§ EXERCISE:
Reproduce each line of the listing exactly.

-- begin SUPPLIED RECORDS --

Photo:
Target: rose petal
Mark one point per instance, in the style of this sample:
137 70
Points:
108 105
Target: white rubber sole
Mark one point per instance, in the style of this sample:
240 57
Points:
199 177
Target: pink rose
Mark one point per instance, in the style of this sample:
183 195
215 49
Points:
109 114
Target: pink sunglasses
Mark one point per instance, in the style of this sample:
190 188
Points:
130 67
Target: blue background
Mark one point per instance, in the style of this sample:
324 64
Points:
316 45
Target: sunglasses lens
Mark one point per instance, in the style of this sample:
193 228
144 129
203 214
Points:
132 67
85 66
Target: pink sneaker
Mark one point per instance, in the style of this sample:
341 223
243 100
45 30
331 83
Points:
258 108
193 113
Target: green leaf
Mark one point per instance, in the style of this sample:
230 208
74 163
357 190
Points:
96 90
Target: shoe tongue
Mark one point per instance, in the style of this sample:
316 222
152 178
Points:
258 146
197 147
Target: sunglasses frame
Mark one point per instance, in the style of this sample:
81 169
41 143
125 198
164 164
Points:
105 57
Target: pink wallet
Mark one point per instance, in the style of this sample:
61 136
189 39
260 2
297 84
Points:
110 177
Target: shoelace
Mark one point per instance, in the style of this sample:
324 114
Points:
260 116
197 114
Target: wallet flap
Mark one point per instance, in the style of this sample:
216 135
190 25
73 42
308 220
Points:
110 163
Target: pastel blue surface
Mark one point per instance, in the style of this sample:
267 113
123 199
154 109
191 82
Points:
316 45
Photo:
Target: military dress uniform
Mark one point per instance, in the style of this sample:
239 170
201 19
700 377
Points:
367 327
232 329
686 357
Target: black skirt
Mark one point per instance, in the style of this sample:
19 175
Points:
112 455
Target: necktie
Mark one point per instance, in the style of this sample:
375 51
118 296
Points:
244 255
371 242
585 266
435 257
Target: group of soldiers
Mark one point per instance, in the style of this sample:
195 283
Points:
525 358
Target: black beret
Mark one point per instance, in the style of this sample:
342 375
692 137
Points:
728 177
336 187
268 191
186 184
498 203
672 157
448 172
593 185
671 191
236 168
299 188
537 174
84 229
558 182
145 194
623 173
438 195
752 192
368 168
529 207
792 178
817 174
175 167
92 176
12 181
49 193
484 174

-- end SUPPLIED RECORDS --

§ EXERCISE SOLUTION:
Photo:
Target: rose petal
Mark one point per instance, in the style of this sample:
137 70
Points:
108 105
Target: white rubber sole
Mark one point per instance, in the style of this sample:
240 57
Points:
199 177
Target: pink rose
Mark one point per instance, in the style of this sample:
183 195
215 49
Points:
109 114
Target: pink sunglasses
Mark one point per instance, in the style of this sample:
190 188
Points:
130 67
Target: blue background
Mark one point per instance, in the style of this sample:
324 64
Points:
316 45
Target: sunglasses lens
Mark one point per instance, in the style of this sample:
193 228
144 129
203 214
Points:
132 67
85 66
Target: pink sneaker
Mark one point per instance, in the style of this sample:
341 223
243 100
45 30
331 83
Points:
258 108
193 113
Target: green leaf
Mark one point per instance, in the style of this sample:
230 208
74 163
357 190
Points:
96 90
Target: shoe tongue
Mark one point per instance, in the style of this sample:
316 222
152 178
Points:
258 146
197 147
Target: sunglasses frame
Mark one point per instance, in the style of this sample:
81 169
41 143
125 198
164 164
Points:
105 57
Target: pink wallet
Mark one point per instance, in the style of this sample:
61 136
189 39
260 2
297 84
Points:
110 177
Target: shoelace
Mark one point per instance, in the style of this sample:
324 114
Points:
260 116
197 114
Target: wallet flap
Mark one point per instance, in the style of this sample:
216 135
190 25
73 42
308 220
Points:
110 163
Target: pastel blue surface
Mark one point per instance, in the style of this sample:
267 113
123 199
154 109
191 82
Points:
316 45
Photo:
Target: military dress uniform
Mark one point per instance, in the style of this sample:
239 170
201 19
700 377
Points:
367 327
232 329
686 357
Target: black skirt
Mark one point per instance, in the style of this sample:
19 175
Points:
112 455
Target: necktie
Mark one point per instance, in the style of this sample:
375 51
118 296
Points:
244 255
371 242
585 266
435 257
Target: group of soldiers
Mark one point per instance, in the style of this sample:
195 283
Points:
525 358
Target: black beret
Mark one point per instance, in the style of this sample:
342 375
692 137
Points:
728 177
336 187
268 191
186 184
498 203
672 157
448 172
593 185
671 191
236 168
299 188
537 174
84 229
558 182
145 194
623 173
438 195
752 192
368 168
529 207
792 178
817 174
175 167
92 176
12 181
49 193
484 174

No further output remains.